* [Given problem]:
Lay out every line of the material below as a numbered list, skipping any blank lines.

Records excerpted from a collection
····················

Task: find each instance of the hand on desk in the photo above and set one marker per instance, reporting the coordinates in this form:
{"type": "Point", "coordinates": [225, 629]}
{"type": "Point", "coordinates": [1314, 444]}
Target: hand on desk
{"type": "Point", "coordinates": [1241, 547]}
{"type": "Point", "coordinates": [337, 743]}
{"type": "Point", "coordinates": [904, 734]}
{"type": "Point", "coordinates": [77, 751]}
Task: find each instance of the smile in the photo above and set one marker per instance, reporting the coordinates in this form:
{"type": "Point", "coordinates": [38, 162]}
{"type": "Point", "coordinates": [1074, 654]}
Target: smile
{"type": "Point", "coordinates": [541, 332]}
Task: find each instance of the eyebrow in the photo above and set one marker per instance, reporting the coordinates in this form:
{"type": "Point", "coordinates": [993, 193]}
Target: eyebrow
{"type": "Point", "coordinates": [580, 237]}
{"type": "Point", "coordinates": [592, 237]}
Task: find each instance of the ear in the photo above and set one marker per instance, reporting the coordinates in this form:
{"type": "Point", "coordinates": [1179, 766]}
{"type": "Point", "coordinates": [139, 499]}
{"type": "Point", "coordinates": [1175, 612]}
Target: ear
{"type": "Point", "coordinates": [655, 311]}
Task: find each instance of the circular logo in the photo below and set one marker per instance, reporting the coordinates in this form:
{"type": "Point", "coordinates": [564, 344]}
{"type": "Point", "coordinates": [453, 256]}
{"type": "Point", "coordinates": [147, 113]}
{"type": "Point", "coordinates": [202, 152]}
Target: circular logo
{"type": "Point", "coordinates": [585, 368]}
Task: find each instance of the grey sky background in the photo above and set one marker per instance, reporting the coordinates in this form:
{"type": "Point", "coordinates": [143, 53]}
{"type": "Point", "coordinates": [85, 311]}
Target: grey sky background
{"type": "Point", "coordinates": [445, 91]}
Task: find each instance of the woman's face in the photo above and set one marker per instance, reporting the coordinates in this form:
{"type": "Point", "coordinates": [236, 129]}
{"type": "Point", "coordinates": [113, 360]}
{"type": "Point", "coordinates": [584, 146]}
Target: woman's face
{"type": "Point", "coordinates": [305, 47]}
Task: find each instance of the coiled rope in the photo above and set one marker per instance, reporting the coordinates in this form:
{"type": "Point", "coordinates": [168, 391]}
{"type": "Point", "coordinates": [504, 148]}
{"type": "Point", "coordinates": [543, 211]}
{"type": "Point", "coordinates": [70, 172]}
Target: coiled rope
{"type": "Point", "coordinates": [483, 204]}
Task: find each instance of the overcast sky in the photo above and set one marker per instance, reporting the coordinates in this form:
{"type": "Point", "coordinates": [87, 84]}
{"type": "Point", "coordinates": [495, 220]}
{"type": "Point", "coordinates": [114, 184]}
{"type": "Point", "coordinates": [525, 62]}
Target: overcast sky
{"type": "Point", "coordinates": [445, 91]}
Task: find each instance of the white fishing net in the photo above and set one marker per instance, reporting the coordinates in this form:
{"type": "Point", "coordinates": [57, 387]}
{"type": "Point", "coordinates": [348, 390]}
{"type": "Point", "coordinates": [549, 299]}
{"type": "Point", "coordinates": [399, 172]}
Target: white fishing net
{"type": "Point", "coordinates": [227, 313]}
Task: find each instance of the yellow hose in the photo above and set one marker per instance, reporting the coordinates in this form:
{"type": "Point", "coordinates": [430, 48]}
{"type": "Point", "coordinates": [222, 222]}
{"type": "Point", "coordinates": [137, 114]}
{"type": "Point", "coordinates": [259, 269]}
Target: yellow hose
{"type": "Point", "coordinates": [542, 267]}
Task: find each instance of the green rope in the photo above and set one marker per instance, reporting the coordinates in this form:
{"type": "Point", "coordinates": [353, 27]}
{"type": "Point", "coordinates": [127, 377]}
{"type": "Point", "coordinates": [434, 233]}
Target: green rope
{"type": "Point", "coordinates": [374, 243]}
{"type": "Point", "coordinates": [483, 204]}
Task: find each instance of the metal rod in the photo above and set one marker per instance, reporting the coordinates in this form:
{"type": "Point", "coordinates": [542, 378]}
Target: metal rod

····················

* [Response to this exercise]:
1. Task: find each instance of the hand on desk in the photo above and set one marker per instance, reporting the coordinates in this form:
2. {"type": "Point", "coordinates": [225, 629]}
3. {"type": "Point", "coordinates": [1314, 444]}
4. Target: hand on desk
5. {"type": "Point", "coordinates": [1241, 547]}
6. {"type": "Point", "coordinates": [337, 743]}
7. {"type": "Point", "coordinates": [904, 734]}
8. {"type": "Point", "coordinates": [77, 751]}
9. Task: find each instance of the smile in the photo above and set one marker per instance, reporting the coordinates in this form:
10. {"type": "Point", "coordinates": [38, 162]}
11. {"type": "Point", "coordinates": [1074, 654]}
12. Target: smile
13. {"type": "Point", "coordinates": [541, 332]}
14. Task: find each instance of the eyebrow in the photo above and set one marker per instance, reporting the coordinates in this form:
15. {"type": "Point", "coordinates": [993, 193]}
16. Target: eyebrow
17. {"type": "Point", "coordinates": [580, 237]}
18. {"type": "Point", "coordinates": [592, 237]}
19. Task: find each instance of the ear in the photo above and set one marker per instance, reporting the coordinates in this form:
20. {"type": "Point", "coordinates": [1179, 766]}
21. {"type": "Point", "coordinates": [139, 499]}
22. {"type": "Point", "coordinates": [1175, 612]}
23. Target: ear
24. {"type": "Point", "coordinates": [655, 311]}
25. Task: find each instance of the circular logo in the photo below and set one marker per instance, reporting the coordinates in this form:
26. {"type": "Point", "coordinates": [564, 344]}
27. {"type": "Point", "coordinates": [453, 256]}
28. {"type": "Point", "coordinates": [147, 113]}
29. {"type": "Point", "coordinates": [202, 152]}
30. Target: circular logo
31. {"type": "Point", "coordinates": [585, 368]}
32. Task: find each instance of the grey sky background in the photo above and set one marker per instance, reporting the coordinates in this form:
33. {"type": "Point", "coordinates": [143, 53]}
34. {"type": "Point", "coordinates": [85, 311]}
35. Target: grey sky background
36. {"type": "Point", "coordinates": [445, 91]}
37. Task: find each instance of the woman's face in the photo above and set one marker per instance, reporting the coordinates in this form:
38. {"type": "Point", "coordinates": [236, 129]}
39. {"type": "Point", "coordinates": [113, 360]}
40. {"type": "Point", "coordinates": [584, 146]}
41. Target: woman's face
42. {"type": "Point", "coordinates": [305, 47]}
43. Task: find each instance of the coiled rope in the photo above and set one marker per instance, reporting the coordinates in this form:
44. {"type": "Point", "coordinates": [168, 391]}
45. {"type": "Point", "coordinates": [504, 148]}
46. {"type": "Point", "coordinates": [543, 211]}
47. {"type": "Point", "coordinates": [70, 172]}
48. Target: coiled rope
49. {"type": "Point", "coordinates": [483, 204]}
50. Task: find each instance of the overcast sky in the photo above and set one marker per instance, reporting the coordinates in this form:
51. {"type": "Point", "coordinates": [87, 84]}
52. {"type": "Point", "coordinates": [495, 220]}
53. {"type": "Point", "coordinates": [114, 184]}
54. {"type": "Point", "coordinates": [525, 62]}
55. Target: overcast sky
56. {"type": "Point", "coordinates": [445, 91]}
57. Task: find each instance of the white fishing net in the photo above and set one marker per instance, reporting the coordinates in this form:
58. {"type": "Point", "coordinates": [57, 387]}
59. {"type": "Point", "coordinates": [348, 390]}
60. {"type": "Point", "coordinates": [549, 299]}
61. {"type": "Point", "coordinates": [399, 172]}
62. Target: white fishing net
63. {"type": "Point", "coordinates": [227, 313]}
64. Task: find each instance of the yellow hose in the photo above and set one marker per instance, reporting the coordinates in this form:
65. {"type": "Point", "coordinates": [430, 48]}
66. {"type": "Point", "coordinates": [222, 222]}
67. {"type": "Point", "coordinates": [137, 114]}
68. {"type": "Point", "coordinates": [259, 269]}
69. Target: yellow hose
70. {"type": "Point", "coordinates": [542, 267]}
71. Task: find each instance of the green rope in the photo above and set one marker per instance, reporting the coordinates in this form:
72. {"type": "Point", "coordinates": [353, 27]}
73. {"type": "Point", "coordinates": [127, 377]}
74. {"type": "Point", "coordinates": [434, 233]}
75. Target: green rope
76. {"type": "Point", "coordinates": [374, 243]}
77. {"type": "Point", "coordinates": [483, 204]}
78. Task: find each instance of the metal rod in the photo above and set one marker per instance, reporting the coordinates in this form:
79. {"type": "Point", "coordinates": [542, 378]}
80. Target: metal rod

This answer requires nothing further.